SHORT EXERCISE: Every entry below should be transcribed exactly; pictures stay out of the copy.

MATERIAL SUPPLIED:
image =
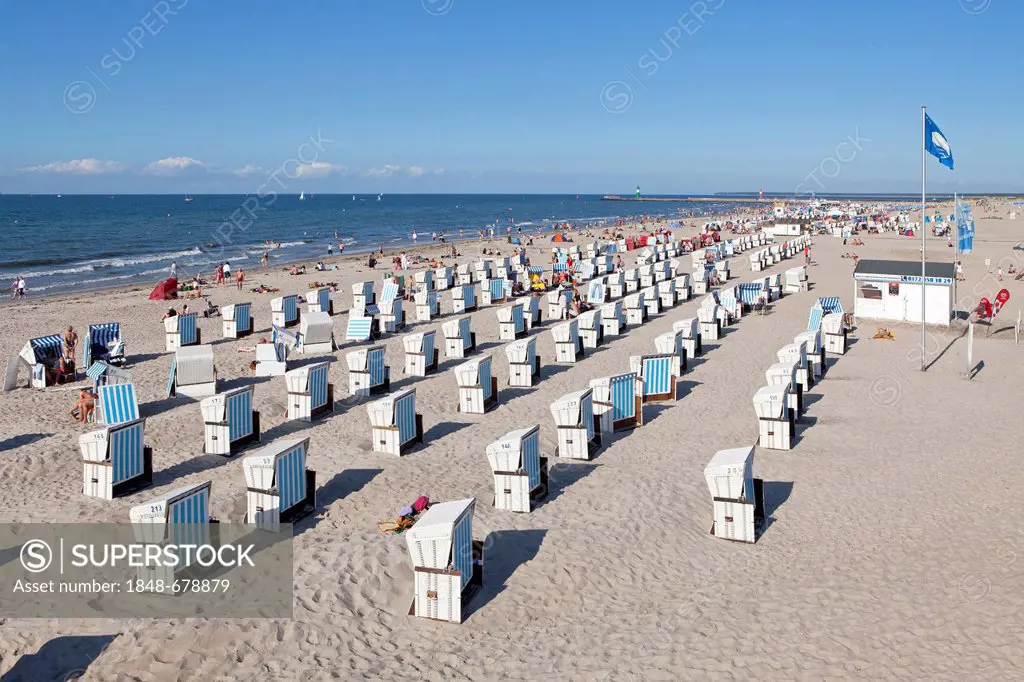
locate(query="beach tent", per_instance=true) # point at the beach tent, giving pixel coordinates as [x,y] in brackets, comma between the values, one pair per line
[165,290]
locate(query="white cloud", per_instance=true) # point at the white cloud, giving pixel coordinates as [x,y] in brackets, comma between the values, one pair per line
[172,165]
[383,171]
[248,169]
[318,169]
[78,167]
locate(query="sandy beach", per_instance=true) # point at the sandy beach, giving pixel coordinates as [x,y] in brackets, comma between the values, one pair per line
[891,551]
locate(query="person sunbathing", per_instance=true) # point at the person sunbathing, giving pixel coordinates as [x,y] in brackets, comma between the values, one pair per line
[85,407]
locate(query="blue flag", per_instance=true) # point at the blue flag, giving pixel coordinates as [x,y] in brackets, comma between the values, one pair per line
[937,144]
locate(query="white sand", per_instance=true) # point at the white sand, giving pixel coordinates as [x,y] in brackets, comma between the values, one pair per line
[892,553]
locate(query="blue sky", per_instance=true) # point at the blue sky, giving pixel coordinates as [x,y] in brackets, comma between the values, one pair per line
[530,95]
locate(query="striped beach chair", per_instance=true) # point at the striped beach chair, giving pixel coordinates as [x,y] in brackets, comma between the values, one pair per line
[524,364]
[358,327]
[459,338]
[520,472]
[463,298]
[309,392]
[568,346]
[116,403]
[103,342]
[511,323]
[318,300]
[181,331]
[657,379]
[279,486]
[116,460]
[617,403]
[229,421]
[368,373]
[477,386]
[285,310]
[238,320]
[394,425]
[579,437]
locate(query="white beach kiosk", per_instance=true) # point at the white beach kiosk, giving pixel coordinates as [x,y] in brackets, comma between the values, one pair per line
[891,290]
[448,563]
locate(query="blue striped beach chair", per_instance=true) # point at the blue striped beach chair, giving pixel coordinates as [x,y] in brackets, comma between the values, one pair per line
[394,424]
[658,382]
[520,472]
[116,460]
[285,310]
[279,486]
[100,343]
[229,421]
[358,328]
[579,437]
[309,392]
[117,403]
[238,320]
[368,372]
[617,403]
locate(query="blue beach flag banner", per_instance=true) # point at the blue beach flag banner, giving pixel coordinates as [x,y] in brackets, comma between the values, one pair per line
[937,144]
[965,228]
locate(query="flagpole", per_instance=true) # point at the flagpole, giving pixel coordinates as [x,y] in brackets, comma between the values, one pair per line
[924,232]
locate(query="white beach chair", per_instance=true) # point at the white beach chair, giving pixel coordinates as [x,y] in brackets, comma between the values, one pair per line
[181,331]
[797,352]
[477,386]
[737,497]
[615,283]
[579,434]
[315,334]
[776,421]
[279,486]
[815,352]
[463,298]
[459,339]
[363,295]
[309,392]
[710,322]
[636,311]
[784,374]
[421,355]
[103,342]
[238,320]
[394,425]
[427,304]
[690,336]
[318,300]
[656,377]
[368,373]
[271,359]
[511,323]
[116,460]
[193,373]
[175,518]
[568,346]
[671,343]
[617,403]
[285,310]
[442,278]
[392,317]
[448,563]
[229,421]
[524,364]
[651,301]
[591,330]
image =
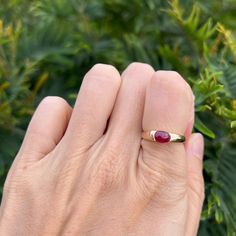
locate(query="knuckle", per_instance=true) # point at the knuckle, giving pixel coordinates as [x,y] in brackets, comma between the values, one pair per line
[56,103]
[138,67]
[174,81]
[105,75]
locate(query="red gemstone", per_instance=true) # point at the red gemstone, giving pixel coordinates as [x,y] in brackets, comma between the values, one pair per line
[162,137]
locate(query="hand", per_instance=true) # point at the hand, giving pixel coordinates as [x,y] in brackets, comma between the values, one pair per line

RESPONSE TO THE TASK:
image =
locate(query="beach tent", per_instance=true) # point at the beach tent, giving pixel coordinates as [x,y] in brackets, comma between the values, one pair per line
[165,290]
locate(query="white cloud", per_instance=true) # point at the white cloud, giving pixel coordinates as [x,y] in brackets, comma between the values, one pair per line
[172,165]
[383,171]
[248,169]
[318,169]
[78,167]
locate(query="sandy beach", per_instance=true) # point at the sandy beach, giving pixel coordinates as [x,y] in brackets, comma between the values, one pair per line
[891,551]
locate(query="person sunbathing", per_instance=true) # point at the person sunbathing, giving pixel coordinates as [x,y] in brackets, comma between the values, one pair per line
[85,407]
locate(query="blue flag", per_instance=true) # point at the blue flag, giving pixel coordinates as [x,y] in brackets, comma between the values, one pair per line
[937,144]
locate(query="white sand", per_instance=true) # point at the white sand, giving pixel coordinates as [x,y] in brackets, comma between the values, one pair per line
[892,553]
locate(query="blue sky", per_instance=true) # point at the blue sky, giving pixel coordinates as [x,y] in brackets, comma between the values, one pair per line
[530,95]
locate(query="striped beach chair", per_instance=true) # point at the striped beach chair, giving pixel coordinates as [x,y] in brackets, comma between the values, one pair per line
[524,364]
[358,327]
[459,338]
[520,472]
[463,298]
[309,392]
[568,346]
[116,403]
[103,342]
[511,323]
[318,300]
[181,331]
[657,379]
[279,486]
[116,460]
[617,403]
[229,421]
[368,373]
[477,386]
[285,310]
[238,320]
[394,425]
[579,437]
locate(query="white beach kiosk", per_instance=true) # point at the white beach kiosk, giving pixel coordinates as [x,y] in brackets, comma between the values, one pair per line
[891,290]
[448,563]
locate(query="blue striped beach chair", per_instance=true) # point at the blue striped beach chair, giving pixel coordinates as [x,y] in brackets, comma between the values, one pair per line
[394,424]
[658,382]
[520,472]
[116,460]
[285,310]
[279,486]
[100,343]
[229,421]
[358,328]
[579,437]
[309,392]
[117,403]
[238,320]
[368,372]
[617,403]
locate(query="blue beach flag banner", per_instance=true) # point at the blue beach flag banner, giving pixel coordinates as [x,y] in brackets, comma between the values, one pair per line
[937,144]
[965,228]
locate(query="flagpole", per_instance=true) # point at the flagpole, giving pixel coordinates as [x,y] in brackets, comma between the values, one pair per line
[924,232]
locate(query="white beach chair", per_instance=true) # point at the white beach chair, giving pixel coordinates as [x,y] in brackets, comma between the values, one pair per line
[181,331]
[797,352]
[477,386]
[737,497]
[615,283]
[579,434]
[315,334]
[776,421]
[279,486]
[815,352]
[463,298]
[459,339]
[363,295]
[309,392]
[710,322]
[636,311]
[784,374]
[421,355]
[103,342]
[238,320]
[394,425]
[427,304]
[690,336]
[318,300]
[656,377]
[368,373]
[271,359]
[511,323]
[116,460]
[193,373]
[175,518]
[568,346]
[671,343]
[617,403]
[285,310]
[442,278]
[392,317]
[448,563]
[229,421]
[524,364]
[651,301]
[591,330]
image =
locate(query="knuckle", per_instance=true) # point at the knuckle, giving pixel coordinates as [x,y] in brackets, comma between the values, one pair per line
[56,103]
[138,67]
[174,81]
[105,75]
locate(query="red gemstone", per_instance=true) # point at the red gemstone, giving pixel coordinates as [x,y] in brackets, comma between the values, one pair per line
[162,137]
locate(query="hand", per_instance=true) # point at the hand, giving pixel coordinates as [x,y] in brackets, comma between the values, one pair per line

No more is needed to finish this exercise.